→ Task instructions: Report each line of the entries below that includes "positive".

[Source records]
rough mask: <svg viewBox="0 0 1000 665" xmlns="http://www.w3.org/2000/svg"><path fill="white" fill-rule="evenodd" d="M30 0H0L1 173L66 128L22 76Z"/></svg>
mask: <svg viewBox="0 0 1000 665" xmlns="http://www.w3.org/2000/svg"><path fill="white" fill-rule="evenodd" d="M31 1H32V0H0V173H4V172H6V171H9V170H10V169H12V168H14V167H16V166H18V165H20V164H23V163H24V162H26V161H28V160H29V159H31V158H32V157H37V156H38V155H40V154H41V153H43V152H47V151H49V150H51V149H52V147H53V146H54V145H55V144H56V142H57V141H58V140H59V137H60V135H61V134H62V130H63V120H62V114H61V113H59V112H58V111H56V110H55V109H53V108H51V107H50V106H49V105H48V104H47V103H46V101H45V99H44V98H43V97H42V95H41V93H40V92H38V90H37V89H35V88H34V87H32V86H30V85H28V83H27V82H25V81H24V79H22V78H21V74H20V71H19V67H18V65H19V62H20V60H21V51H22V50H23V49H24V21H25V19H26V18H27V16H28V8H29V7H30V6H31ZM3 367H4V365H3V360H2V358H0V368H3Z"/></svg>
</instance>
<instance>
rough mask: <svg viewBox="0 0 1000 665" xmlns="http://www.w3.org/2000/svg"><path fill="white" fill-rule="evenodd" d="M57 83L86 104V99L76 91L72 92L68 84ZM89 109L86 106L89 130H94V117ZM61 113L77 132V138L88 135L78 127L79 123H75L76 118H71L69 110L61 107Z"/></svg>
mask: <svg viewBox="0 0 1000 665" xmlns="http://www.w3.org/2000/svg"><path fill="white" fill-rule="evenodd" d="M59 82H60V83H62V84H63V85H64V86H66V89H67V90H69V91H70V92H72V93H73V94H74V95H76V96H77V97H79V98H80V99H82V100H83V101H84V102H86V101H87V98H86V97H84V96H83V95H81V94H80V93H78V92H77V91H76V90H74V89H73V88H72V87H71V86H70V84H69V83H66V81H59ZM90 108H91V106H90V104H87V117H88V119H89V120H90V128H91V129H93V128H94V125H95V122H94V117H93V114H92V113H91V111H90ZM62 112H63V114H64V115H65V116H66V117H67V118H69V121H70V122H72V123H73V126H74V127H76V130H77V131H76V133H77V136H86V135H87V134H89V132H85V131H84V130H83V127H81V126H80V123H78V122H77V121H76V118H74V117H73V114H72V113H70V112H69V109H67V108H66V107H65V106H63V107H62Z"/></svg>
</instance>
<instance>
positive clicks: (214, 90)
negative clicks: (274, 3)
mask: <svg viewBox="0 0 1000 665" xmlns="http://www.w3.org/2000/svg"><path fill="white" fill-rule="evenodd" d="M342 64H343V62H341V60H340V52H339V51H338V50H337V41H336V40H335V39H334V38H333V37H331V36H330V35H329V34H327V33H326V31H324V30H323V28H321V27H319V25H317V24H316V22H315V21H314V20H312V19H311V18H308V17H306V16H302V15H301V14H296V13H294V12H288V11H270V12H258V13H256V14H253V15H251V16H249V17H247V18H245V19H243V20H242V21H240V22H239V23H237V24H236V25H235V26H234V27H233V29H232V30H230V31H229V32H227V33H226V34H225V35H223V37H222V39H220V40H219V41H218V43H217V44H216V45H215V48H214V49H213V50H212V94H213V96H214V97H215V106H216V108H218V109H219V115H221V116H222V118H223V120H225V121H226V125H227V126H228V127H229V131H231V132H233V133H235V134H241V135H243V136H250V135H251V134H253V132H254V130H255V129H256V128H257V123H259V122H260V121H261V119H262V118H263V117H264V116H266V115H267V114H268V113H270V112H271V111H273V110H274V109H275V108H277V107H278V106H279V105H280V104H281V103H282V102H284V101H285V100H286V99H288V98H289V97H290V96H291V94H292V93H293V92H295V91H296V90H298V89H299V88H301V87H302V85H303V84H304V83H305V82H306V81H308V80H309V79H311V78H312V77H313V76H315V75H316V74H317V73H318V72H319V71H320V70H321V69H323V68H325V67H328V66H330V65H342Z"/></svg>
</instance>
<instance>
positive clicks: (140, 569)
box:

→ Output for this exercise:
positive clicks: (214, 90)
positive clicks: (140, 569)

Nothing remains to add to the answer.